── Text under study
I was keenly interested in your Oct. 7 article relative to Dr. Kurt Brorson's choosing H. pseudoflava rather than B. diminuta as a bacteria for verification of 0.2 μm membrane filters.

There is a general presumption that bacteria are retained by size exclusion based on their size as seen under the microscope. Actually, bacteria structures are not hard spheres but rather serum enveloped by a membrane. As a result, they are very plastic and are capable of penetrating membranes whose pores are much smaller than the nominal size of the bacteria. At times, they are even believed to penetrate small defects in reserve osmosis membranes. That is a flaw in using 0.2-μm size exclusion membranes as an "absolute" filter.

For that reason, we believe that the industry should consider filtration that works based on electoadhesion as an additional tool as well as those that use size exclusion.
────
── Listed entries
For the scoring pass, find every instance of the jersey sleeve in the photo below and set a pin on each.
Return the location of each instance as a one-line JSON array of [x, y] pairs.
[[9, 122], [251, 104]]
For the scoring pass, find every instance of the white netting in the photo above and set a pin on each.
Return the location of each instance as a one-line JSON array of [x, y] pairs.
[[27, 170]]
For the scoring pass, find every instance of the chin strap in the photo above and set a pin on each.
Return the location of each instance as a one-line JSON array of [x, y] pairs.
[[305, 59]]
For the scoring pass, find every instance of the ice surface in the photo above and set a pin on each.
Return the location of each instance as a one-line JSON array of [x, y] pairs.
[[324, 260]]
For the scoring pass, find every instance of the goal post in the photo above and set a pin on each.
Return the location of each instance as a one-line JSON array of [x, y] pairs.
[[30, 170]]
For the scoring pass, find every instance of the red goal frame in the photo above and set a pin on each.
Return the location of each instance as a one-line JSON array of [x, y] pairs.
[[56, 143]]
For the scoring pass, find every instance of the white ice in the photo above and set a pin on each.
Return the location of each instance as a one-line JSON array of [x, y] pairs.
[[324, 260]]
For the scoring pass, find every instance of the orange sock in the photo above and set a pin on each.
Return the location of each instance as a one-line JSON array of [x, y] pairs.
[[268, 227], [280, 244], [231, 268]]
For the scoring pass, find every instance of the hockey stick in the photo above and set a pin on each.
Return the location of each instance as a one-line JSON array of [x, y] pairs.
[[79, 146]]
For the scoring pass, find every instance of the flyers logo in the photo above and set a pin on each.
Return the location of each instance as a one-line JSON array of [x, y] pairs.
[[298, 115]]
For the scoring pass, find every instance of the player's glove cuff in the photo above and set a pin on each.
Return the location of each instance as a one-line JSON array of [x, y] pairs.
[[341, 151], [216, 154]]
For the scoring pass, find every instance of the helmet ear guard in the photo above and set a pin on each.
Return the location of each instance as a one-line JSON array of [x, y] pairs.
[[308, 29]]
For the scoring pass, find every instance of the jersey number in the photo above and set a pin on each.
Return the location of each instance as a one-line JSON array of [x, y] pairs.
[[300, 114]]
────
Exercise tasks
A - Answer these questions from the letter on bacterial filtration:
(i) Which bacterium did Dr. Kurt Brorson choose for verifying 0.2 μm membrane filters?
(ii) According to the letter, what are bacterial structures instead of hard spheres?
(iii) What property of bacteria lets them pass through membranes with pores smaller than their nominal size?
B - From the letter on bacterial filtration, extract the passage between "For that reason, we" and "use size exclusion.", inclusive.

Solution set
A -
(i) H. pseudoflava, rather than B. diminuta.
(ii) Serum enveloped by a membrane.
(iii) They are very plastic.

B -
For that reason, we believe that the industry should consider filtration that works based on electoadhesion as an additional tool as well as those that use size exclusion.